- _TAREFA_: Escreva a continuação da notícia sobre o comitê criado pela Petrobrás, começando logo após a última frase.

- _TEXTO FORNECIDO_:
-----

Com a imagem da empresa desgastada pelas denúncias de corrupção, conselho aprova criação de grupo para garantir êxito de auditoria interna independente e busca expertise de alemão responsável por caso internacional de ajuste de conduta

 

RIO - A Petrobrás recorreu a dois juristas - uma brasileira e outro estrangeiro - para tentar reverter a crise de imagem que enfrenta desde as denúncias de corrupção, investigadas pela Polícia Federal na Operação Lava Jato. A estatal terá um comitê para acompanhar as investigações internas, formado pela ex-ministra do Supremo Tribunal Federal Ellen Gracie e pelo alemão Andreas Pohlmann, responsável pela área de controle interno da Siemens após denúncias de pagamento de propina.

 

A ex-ministra do Supremo Tribunal Federal Ellen Gracie faz parte do comitê que acompanhará as investigações internas da Petrobrás durante a operação Lava Jato

A formação desse comitê foi aprovada pelo Conselho de Administração da Petrobrás, na terça-feira. Pohlmann e Ellen Gracie vão atuar ao lado do futuro diretor de Governança Corporativa, cuja criação foi decidida após o escândalo da Operação Lava Jato e cujo titular ainda será definido pela Petrobrás.

-----

- _MATERIAL DE APOIO_:
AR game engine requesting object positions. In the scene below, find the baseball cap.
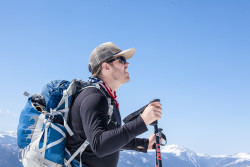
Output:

-----

- _RESPOSTA_:
O comitê especial vai acompanhar as investigações de dois escritórios de advocacia contratados para avaliar o tamanho do rombo que superfaturamentos de projetos causaram no patrimônio da petroleira. O trio também var intermediar o diálogo dos escritórios com o Conselho de Administração. Eles ainda atuarão para que as ações propostas pelo Trench, Rossi e Watanabe (do Brasil) e do Gibson, Dunn & Crutcher (dos Estados Unidos) sejam plenamente cumpridas pelos empregados da estatal e para que os profissionais tenham livre acesso às instâncias necessárias às investigações, incluindo autoridades públicas. 

Expertise. A Petrobrás conta com a expertise de Pohlmann, reconhecido por liderar de 2007 a 2010 a equipe de trabalho incumbida de reverter a imagem negativa da Siemens após a descoberta de que funcionários pagaram propinas para garantir contratos em diferentes países. O caso tornou-se uma referência mundial em ajuste de conduta de uma multinacional.

No Brasil, a alemã admitiu ao Conselho Administrativo de Defesa Econômica (Cade), do Ministério da Justiça, ter participado de cartel para fraudar cinco licitações na construção de trens e metrôs em São Paulo e outra no Distrito Federal, no período de 1998 a 2008.

Com a evidência desse e de outros casos de corrupção cometidos por seus funcionários, a Siemens iniciou um extenso programa com novas políticas, procedimentos e mecanismos para reprimir práticas ilícitas e investigar episódios passados. De todo o esforço empreendido, quase a totalidade esteve focado na prevenção à corrupção.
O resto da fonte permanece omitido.